» WORK TO COMPLETE
Please write out all of the entries without altering anything.

(Natural-language object grounding data)
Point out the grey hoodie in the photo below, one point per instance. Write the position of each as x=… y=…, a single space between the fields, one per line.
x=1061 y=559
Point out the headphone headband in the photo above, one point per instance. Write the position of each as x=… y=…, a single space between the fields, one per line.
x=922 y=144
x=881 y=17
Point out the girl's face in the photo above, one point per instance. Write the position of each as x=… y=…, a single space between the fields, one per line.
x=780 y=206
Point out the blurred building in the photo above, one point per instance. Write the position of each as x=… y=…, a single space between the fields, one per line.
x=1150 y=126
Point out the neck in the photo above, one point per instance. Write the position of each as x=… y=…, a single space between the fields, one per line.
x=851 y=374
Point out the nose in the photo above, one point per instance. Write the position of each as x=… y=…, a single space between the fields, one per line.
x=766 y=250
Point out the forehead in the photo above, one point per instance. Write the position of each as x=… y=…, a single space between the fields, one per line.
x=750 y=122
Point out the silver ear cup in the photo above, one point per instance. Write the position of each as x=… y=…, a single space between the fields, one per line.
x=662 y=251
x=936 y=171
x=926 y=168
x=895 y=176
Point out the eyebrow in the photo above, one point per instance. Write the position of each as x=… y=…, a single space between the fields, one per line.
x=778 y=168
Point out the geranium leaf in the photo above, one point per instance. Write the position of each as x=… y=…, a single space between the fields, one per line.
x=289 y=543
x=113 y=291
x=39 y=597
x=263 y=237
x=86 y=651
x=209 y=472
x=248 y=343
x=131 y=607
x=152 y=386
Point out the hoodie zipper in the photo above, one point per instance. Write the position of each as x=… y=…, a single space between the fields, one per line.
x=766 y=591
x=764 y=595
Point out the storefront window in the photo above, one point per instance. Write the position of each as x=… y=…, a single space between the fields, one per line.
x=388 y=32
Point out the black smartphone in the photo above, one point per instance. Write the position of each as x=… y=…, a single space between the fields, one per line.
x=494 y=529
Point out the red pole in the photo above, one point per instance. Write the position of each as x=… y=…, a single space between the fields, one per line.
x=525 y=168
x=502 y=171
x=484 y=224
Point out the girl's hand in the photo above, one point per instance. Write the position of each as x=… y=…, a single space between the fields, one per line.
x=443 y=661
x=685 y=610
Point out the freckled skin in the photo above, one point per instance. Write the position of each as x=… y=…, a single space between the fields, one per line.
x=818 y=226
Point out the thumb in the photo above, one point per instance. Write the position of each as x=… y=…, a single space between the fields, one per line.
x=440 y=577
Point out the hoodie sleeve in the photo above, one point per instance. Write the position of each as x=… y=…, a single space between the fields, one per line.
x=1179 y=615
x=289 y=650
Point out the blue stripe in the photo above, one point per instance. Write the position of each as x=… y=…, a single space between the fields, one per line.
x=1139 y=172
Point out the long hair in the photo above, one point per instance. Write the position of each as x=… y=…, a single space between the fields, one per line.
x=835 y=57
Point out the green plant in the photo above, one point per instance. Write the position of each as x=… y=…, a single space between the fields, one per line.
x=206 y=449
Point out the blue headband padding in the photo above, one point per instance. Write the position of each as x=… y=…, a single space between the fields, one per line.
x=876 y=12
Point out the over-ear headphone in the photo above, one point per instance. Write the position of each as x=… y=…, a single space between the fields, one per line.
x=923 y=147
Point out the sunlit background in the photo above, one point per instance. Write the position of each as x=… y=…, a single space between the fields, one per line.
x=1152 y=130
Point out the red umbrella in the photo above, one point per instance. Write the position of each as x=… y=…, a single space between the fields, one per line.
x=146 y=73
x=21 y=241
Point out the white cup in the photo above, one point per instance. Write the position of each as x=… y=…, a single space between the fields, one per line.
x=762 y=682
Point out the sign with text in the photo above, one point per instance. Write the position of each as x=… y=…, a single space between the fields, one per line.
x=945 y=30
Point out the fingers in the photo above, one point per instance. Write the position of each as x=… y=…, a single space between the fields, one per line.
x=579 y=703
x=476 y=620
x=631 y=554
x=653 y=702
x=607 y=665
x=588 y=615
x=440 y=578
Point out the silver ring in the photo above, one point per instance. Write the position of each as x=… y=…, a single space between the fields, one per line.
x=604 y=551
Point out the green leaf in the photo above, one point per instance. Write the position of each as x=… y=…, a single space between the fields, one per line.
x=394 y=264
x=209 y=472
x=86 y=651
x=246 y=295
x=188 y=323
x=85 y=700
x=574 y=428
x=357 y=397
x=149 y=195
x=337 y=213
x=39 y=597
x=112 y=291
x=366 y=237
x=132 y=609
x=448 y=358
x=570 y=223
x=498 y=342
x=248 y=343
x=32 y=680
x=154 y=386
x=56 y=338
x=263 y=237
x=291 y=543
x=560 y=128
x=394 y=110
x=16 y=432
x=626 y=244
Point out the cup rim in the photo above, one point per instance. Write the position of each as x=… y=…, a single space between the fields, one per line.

» OUTPUT OF THE TASK
Point out the grey hoodie in the photo below, one point per instance. Write the position of each as x=… y=…, a single space between the fields, one per line.
x=1061 y=559
Point out the headphone headband in the photo above, one point per instance. Write the position of each as x=… y=…, a single space between the fields, one per line.
x=922 y=144
x=881 y=17
Point out the girl's face in the photo above, one point per instance. Write the position of each as x=… y=…, a single space between the fields, one per line.
x=780 y=206
Point out the blurred building in the photo above, one point per instance. Write the position of each as x=… y=…, a single space between the fields, one per line.
x=1150 y=126
Point out the neck in the photo above, one point per instance. Write the position of each as x=… y=…, a single space between the fields, one per line.
x=851 y=374
Point out the nose in the photo above, one point per instance. Write the position of each as x=… y=…, a single space between the fields, one per line.
x=766 y=250
Point out the forehead in the photo above, one point per instance. Write the position of each as x=… y=…, a single space between the fields, one per line.
x=750 y=122
Point out the silver ear cup in the photo above, one point per instance. Write the position of each as x=… y=…, a single space between the fields, one per line.
x=662 y=251
x=936 y=171
x=926 y=168
x=895 y=176
Point out the eyebrow in the photo above, one point per instance. Write the position of each as x=… y=…, a single space between the fields, one per line.
x=778 y=168
Point out the geranium leaf in the photo above, one point per instance. Write the position of each as x=… y=…, a single space between the fields, one per line.
x=289 y=543
x=113 y=291
x=39 y=597
x=263 y=237
x=86 y=651
x=209 y=472
x=248 y=343
x=131 y=607
x=152 y=386
Point out the hoodie zipper in the photo above, one point per instance. Write the position of each as x=… y=…, a single space between the fields, one per line.
x=766 y=591
x=764 y=595
Point out the storefront window in the photo above, one point per instance. Write the position of each as x=… y=…, a single space between the fields, one per line.
x=388 y=32
Point out the black smartphone in the photo above, one point per instance. Write the position of each as x=… y=…, a single space between the fields, one per line.
x=494 y=529
Point out the red pole in the photo above, one point per instance. Write the position of each as x=… y=…, a single space between the fields, one per line.
x=525 y=168
x=502 y=171
x=484 y=224
Point out the girl's hand in the photo above, one point per instance. Write the position of each as x=… y=…, a single space between the fields, one per line.
x=443 y=661
x=685 y=610
Point out the freckled skin in the photo above, one point per instance. Write the position of each as x=… y=…, a single space between the fields, one per line.
x=818 y=226
Point out the thumb in the photo above, one point per instance. Write the position of each as x=… y=…, a single space between the fields, one per line.
x=440 y=577
Point out the hoodie sleeve in the photo above, one point per instance. Write the position of each as x=… y=…, a single space between the fields, one per line.
x=1179 y=615
x=289 y=650
Point out the blue stripe in the photo above, one point per instance. Write the position of each as x=… y=…, a single space between the fields, one per line.
x=1139 y=172
Point out the long hair in the photo above, one point per instance. Write the position of each as x=… y=…, a single space between the fields, one per line.
x=835 y=57
Point out the green plant in the photo above, one point per instance. Write the position of each as x=… y=…, a single space between the fields, one per line.
x=206 y=449
Point out the blue headband padding in the photo above, one point per instance. Write the position of each as x=… y=…, a single space between the fields, one per line.
x=876 y=12
Point out the over-ear headphone in the photo above, one point per instance. Write the position of each as x=… y=…, a single space between the fields, one per line.
x=923 y=147
Point out the sunlit background in the photo above, one point per instance. Write the position of each as x=… y=…, a single space between the fields, one per line.
x=1152 y=130
Point out the red umbrella in the photo above, one point per instance. Write the position of each as x=… y=…, a single space between the fields, one per line.
x=146 y=73
x=21 y=241
Point out the white cup in the photo above, one point per instance. Write the position of each as x=… y=…, a single space between the fields, one per line.
x=762 y=682
Point out the sign with text in the photo above, one point per instance. Write the position of each as x=… y=…, a single space between the fields, one per line.
x=945 y=30
Point out the fingers in the photo above, one point per instance. Write the position of each as x=… y=…, a single space between the fields, one per line.
x=579 y=703
x=476 y=620
x=631 y=554
x=653 y=702
x=607 y=665
x=588 y=615
x=440 y=578
Point out the silver ring in the photo above, one point per instance. Write the position of each as x=… y=…, a single space between the fields, one per line.
x=604 y=551
Point out the green leaf in the photo above, one point per instance. Write the position of each as x=… y=…, a single space between the fields, one per line.
x=394 y=264
x=209 y=472
x=86 y=651
x=246 y=295
x=188 y=323
x=85 y=700
x=574 y=428
x=357 y=397
x=149 y=195
x=337 y=213
x=39 y=597
x=112 y=291
x=366 y=237
x=132 y=609
x=448 y=358
x=570 y=223
x=498 y=342
x=248 y=343
x=32 y=680
x=154 y=386
x=56 y=338
x=263 y=237
x=291 y=543
x=560 y=128
x=394 y=110
x=16 y=432
x=626 y=244
Point out the cup rim in the photo above, one point per instance. Write the position of each as x=… y=…, a single space between the fields, one per line.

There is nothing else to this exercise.